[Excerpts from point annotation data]
* begin *

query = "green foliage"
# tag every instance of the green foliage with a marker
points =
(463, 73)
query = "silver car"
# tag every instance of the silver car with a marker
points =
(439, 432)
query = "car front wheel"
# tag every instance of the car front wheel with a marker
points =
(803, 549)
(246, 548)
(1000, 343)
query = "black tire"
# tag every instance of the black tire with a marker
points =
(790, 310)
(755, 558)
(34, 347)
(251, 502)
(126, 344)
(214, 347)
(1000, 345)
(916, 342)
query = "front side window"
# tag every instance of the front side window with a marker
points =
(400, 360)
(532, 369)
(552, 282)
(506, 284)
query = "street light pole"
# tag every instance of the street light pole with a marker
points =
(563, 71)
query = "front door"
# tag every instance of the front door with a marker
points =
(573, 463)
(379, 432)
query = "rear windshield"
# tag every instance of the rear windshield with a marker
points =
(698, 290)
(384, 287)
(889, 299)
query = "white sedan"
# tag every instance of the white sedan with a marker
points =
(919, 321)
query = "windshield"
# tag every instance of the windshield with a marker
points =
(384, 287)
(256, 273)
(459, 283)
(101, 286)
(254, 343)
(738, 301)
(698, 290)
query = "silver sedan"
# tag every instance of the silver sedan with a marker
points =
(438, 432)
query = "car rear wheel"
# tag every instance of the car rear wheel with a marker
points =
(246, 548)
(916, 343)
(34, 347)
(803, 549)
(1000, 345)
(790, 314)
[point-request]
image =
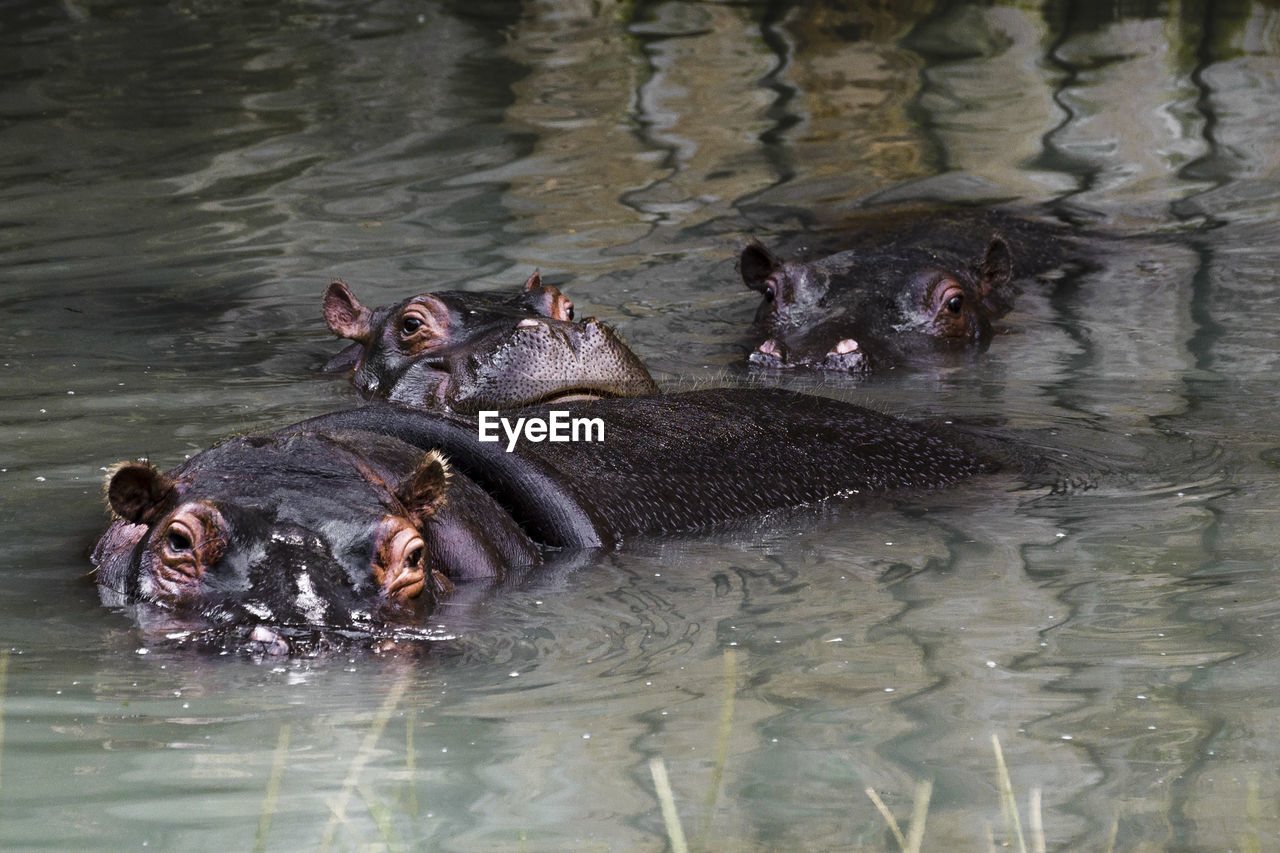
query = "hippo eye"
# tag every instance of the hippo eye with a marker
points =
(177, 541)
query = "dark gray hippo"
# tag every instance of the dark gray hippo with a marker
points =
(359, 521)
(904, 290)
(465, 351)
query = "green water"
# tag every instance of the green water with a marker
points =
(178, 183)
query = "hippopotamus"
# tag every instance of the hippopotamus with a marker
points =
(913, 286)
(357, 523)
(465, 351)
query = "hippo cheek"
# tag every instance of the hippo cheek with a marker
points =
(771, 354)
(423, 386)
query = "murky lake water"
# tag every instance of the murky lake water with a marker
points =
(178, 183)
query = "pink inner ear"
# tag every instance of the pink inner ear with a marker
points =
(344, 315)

* end *

TASK BRIEF: Pictures are excluded; output everything else in the data verbatim.

SOLUTION TO THE PROBLEM:
query = "green foliage"
# tag every instance of the green foliage with a marker
points =
(463, 73)
query = "silver car"
# tag every instance of the silver car with a marker
points =
(439, 432)
query = "car front wheel"
# tag every instance of the car front wheel with a marker
points =
(803, 549)
(246, 548)
(1000, 343)
query = "black tire"
# tag every instance of the black tire with a marker
points =
(790, 310)
(755, 558)
(34, 347)
(251, 502)
(126, 344)
(214, 347)
(1000, 345)
(916, 342)
query = "front side window"
# tag every instance of the front side window with a marker
points =
(400, 360)
(532, 369)
(552, 282)
(506, 284)
query = "street light pole"
# tag every instance of the street light pole with a marker
points =
(563, 71)
query = "front door"
# tag every instance of the front door with a marker
points =
(573, 463)
(379, 432)
query = "rear windshield"
# tag every instance of the rear windshield with a marker
points =
(698, 290)
(384, 287)
(889, 299)
query = "white sedan"
# tag every instance of the white sedan with a marker
points =
(919, 321)
query = "windshield"
# tag every instance of the windshield with a marker
points =
(384, 287)
(256, 273)
(459, 283)
(101, 286)
(254, 343)
(738, 301)
(698, 290)
query = "silver sedan"
# tag every instance of the silver sedan with a marker
points =
(438, 432)
query = "car rear wheel"
# tag every instance of the car rear wheel with a marker
points =
(246, 548)
(916, 343)
(34, 347)
(803, 549)
(1000, 345)
(790, 314)
[point-request]
image =
query = "hippo eye"
# tag every instance of the hippo eye with a marker
points =
(177, 541)
query = "dark gray hippo"
# tag every instance of the dark gray hippo with a marker
points =
(359, 521)
(904, 290)
(465, 351)
query = "green water"
# tag every instance of the green water with a marker
points =
(178, 183)
query = "hippopotamus"
# tag every instance of the hippopotamus with a marker
points =
(913, 286)
(357, 523)
(465, 351)
query = "hippo cheek"
# tag every instance of the hippo cheek with a marker
points =
(771, 354)
(423, 386)
query = "murky lake water"
# tag every instance of the murky lake water with a marker
points =
(178, 183)
query = "pink inner ear"
# tag every instance of the pink inner ear with a marker
points =
(344, 315)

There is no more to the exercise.